EXCERTO DA PÁGINA ->
● ● ● ●

Hui So-Ying, a eterna Ah Ying numa Hong Kong em mudança: "Viver é representar, e representar é viver."

Ah Ying (Allen Fong, 1983)
Uma jovem corta e amanha peixe num mercado em Hong Kong. Pela sua expressão, não é tarefa que lhe agrade, mas pouco pode reclamar. Ao seu lado, o olhar quase ditatorial da mãe, proprietária daquela banca de peixeira, impõe-se silenciosamente. Depois do trabalho, regressam ao asilo doméstico, abafado pela família numerosa, onde o espaço é mais requisitado do que o apartamento pode oferecer. É uma vida lotada e igualmente limitada. A jovem, que momentos antes esquartejava o possível jantar de alguém, suspira por uma alternativa, aquela que poderá ter encontrado nas aulas de interpretação, lecionadas pelo seu professor invisual, 'brinde' pelo trabalho no centro filmíco. Entre ambos nasce uma forte ligação, erguida sobre a performatividade, a mesma em que a peixeira, já agora de nome Ah Ying, deposita a esperança de um futuro sem o odor do peixe.
Não, não é o vosso típico “ascensão de uma estrela”, esse género que se formalizou por si só, feito para suspirar e inspirar espectadores, embriagados pelas frases motivacionais e histórias-modelo de veneração à resiliência e à determinação. Em “Ah Ying”, de Allen Fong (1983), somos conduzidos a um retrato quase social, e por vezes premonitório, de Hong Kong dos anos 80, num registo cinematográfico distante daquilo que a indústria local da época dava como garantido: dos policiais aos cineastas emergentes, muitos deles saídos do Hong Kong Film and Culture Centre, aqui a servir de cenário para o progresso dramático da protagonista.

● ● ● ●

MATERIAL FORNECIDO ->
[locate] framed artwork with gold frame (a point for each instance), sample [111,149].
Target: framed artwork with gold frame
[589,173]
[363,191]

● ● ● ●

DESCRIÇÃO DA TAREFA ->
Responda às perguntas seguintes com base no excerto sobre o filme "Ah Ying".
1. Em que local trabalha a jovem a cortar e amanhar peixe?
2. Quem é a proprietária da banca de peixeira?
3. De que centro saíram muitos dos cineastas emergentes mencionados?

RESPOSTA FINAL ->
1. Num mercado em Hong Kong.
2. A mãe da jovem.
3. Do Hong Kong Film and Culture Centre.